STATED GOAL: Arrange the lines of data below as a numbered list, dropping any blank lines.

──────── DATASET CONTENT

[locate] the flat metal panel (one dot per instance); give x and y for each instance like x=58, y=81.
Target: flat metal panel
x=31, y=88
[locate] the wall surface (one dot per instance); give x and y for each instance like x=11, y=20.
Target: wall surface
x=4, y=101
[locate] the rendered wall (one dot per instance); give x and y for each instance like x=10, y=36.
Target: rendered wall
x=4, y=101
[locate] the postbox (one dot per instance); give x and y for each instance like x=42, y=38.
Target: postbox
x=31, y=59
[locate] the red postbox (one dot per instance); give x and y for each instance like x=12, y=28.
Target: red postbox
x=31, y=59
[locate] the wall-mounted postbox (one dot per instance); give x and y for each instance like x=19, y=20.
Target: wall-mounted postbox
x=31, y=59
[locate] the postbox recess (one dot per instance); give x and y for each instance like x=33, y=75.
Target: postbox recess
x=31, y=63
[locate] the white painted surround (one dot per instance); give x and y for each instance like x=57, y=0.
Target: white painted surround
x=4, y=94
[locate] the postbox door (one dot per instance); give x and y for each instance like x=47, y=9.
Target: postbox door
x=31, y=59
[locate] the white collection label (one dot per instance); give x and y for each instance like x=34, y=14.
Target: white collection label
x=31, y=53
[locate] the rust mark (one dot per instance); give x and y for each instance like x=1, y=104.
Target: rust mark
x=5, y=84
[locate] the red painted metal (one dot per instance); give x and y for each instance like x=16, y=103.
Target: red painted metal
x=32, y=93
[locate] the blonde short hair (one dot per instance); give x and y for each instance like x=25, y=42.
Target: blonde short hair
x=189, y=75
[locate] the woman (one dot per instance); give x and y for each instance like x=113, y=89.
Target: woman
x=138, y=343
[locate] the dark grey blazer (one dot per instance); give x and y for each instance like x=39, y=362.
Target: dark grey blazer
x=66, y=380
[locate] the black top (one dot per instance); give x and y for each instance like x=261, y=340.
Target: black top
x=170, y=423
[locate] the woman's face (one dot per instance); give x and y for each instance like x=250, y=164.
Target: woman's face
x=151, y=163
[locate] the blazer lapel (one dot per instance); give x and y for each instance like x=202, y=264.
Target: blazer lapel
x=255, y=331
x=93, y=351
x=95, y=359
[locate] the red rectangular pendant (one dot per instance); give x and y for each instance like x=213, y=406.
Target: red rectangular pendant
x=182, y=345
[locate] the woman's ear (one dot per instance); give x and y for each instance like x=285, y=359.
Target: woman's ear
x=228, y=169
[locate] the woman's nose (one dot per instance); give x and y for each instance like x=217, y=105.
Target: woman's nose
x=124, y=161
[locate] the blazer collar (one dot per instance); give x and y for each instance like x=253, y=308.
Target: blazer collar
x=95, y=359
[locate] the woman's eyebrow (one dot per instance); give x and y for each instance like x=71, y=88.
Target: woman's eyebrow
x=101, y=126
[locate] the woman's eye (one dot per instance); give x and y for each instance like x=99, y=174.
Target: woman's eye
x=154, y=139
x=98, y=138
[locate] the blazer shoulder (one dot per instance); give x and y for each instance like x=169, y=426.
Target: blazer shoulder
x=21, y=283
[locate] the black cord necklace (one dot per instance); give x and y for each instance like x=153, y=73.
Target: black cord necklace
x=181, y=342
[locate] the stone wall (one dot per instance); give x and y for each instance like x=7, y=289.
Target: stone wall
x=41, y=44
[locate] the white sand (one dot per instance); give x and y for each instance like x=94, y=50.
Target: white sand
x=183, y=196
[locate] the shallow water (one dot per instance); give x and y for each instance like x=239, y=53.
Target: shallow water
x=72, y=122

────────────────

FINISHED TASK:
1. [locate] the flat metal panel (one dot per instance); give x and y for each instance like x=58, y=81.
2. Target: flat metal panel
3. x=31, y=88
4. [locate] the wall surface (one dot per instance); give x and y for each instance like x=11, y=20.
5. Target: wall surface
6. x=4, y=101
7. [locate] the rendered wall (one dot per instance); give x and y for each instance like x=10, y=36.
8. Target: rendered wall
9. x=4, y=101
10. [locate] the postbox (one dot per instance); give x and y for each instance like x=42, y=38.
11. Target: postbox
12. x=31, y=59
13. [locate] the red postbox (one dot per instance); give x and y for each instance like x=12, y=28.
14. Target: red postbox
15. x=31, y=59
16. [locate] the wall-mounted postbox (one dot per instance); give x and y for each instance like x=19, y=20.
17. Target: wall-mounted postbox
18. x=31, y=59
19. [locate] the postbox recess (one dot per instance); give x and y for each instance like x=33, y=75.
20. Target: postbox recess
21. x=31, y=63
22. [locate] the white painted surround (one dot per instance); give x and y for each instance like x=57, y=0.
23. Target: white painted surround
24. x=4, y=94
25. [locate] the postbox door (one dot per instance); give x and y for each instance like x=47, y=9.
26. Target: postbox door
27. x=31, y=59
28. [locate] the white collection label (one dot per instance); give x and y for each instance like x=34, y=14.
29. Target: white collection label
30. x=31, y=53
31. [locate] the rust mark (one dot per instance); give x and y for each instance like x=1, y=104.
32. Target: rust mark
33. x=5, y=84
34. [locate] the red painted metal (one dot per instance); give x and y for each instance like x=16, y=103.
35. Target: red painted metal
36. x=32, y=93
37. [locate] the blonde short hair (one dot per instance); give x and y for each instance like x=25, y=42.
38. Target: blonde short hair
39. x=189, y=75
40. [locate] the woman (one dot per instance); give x and y for each instance like x=113, y=89.
41. Target: woman
42. x=138, y=343
43. [locate] the dark grey blazer (one dot per instance); give x and y for each instance like x=39, y=362.
44. Target: dark grey blazer
45. x=66, y=380
46. [locate] the black top (one dot per instance); give x and y for each instance like x=261, y=340.
47. Target: black top
48. x=170, y=423
49. [locate] the woman's face (one dot per instance); give x and y for each instance like x=250, y=164.
50. Target: woman's face
51. x=151, y=163
52. [locate] the blazer lapel (one dot per instance); give x and y for each instance like x=202, y=264.
53. Target: blazer lapel
54. x=255, y=331
55. x=93, y=351
56. x=95, y=359
57. [locate] the red rectangular pendant (one dot per instance); give x and y for each instance like x=213, y=406.
58. Target: red rectangular pendant
59. x=182, y=345
60. [locate] the woman's ear (one dot per instance); give x and y for each instance like x=285, y=359.
61. Target: woman's ear
62. x=228, y=169
63. [locate] the woman's nose (one dot per instance); give x and y for each instance like x=217, y=105.
64. Target: woman's nose
65. x=124, y=161
66. [locate] the blazer collar (one dot per instance); give x and y for each instance like x=253, y=308.
67. Target: blazer collar
68. x=95, y=359
69. [locate] the woman's eyebrow (one dot per instance); give x and y for each instance like x=71, y=88.
70. Target: woman's eyebrow
71. x=101, y=126
72. [locate] the woman's eye (one dot per instance); give x and y for each instance like x=99, y=174.
73. Target: woman's eye
74. x=154, y=139
75. x=98, y=138
76. [locate] the blazer shoulder (one dot per instance); give x and y for each instance like x=169, y=426.
77. Target: blazer shoulder
78. x=21, y=283
79. [locate] the black cord necklace (one dot per instance); give x and y for each instance like x=153, y=73.
80. Target: black cord necklace
81. x=181, y=342
82. [locate] the stone wall (one dot per instance); give x and y for each instance like x=7, y=289.
83. Target: stone wall
84. x=41, y=44
85. [locate] the white sand (one dot per instance); give x and y for each instance like x=94, y=50.
86. Target: white sand
87. x=183, y=196
88. [locate] the shallow water (one dot per instance); give x and y for each instance like x=239, y=53.
89. Target: shallow water
90. x=72, y=122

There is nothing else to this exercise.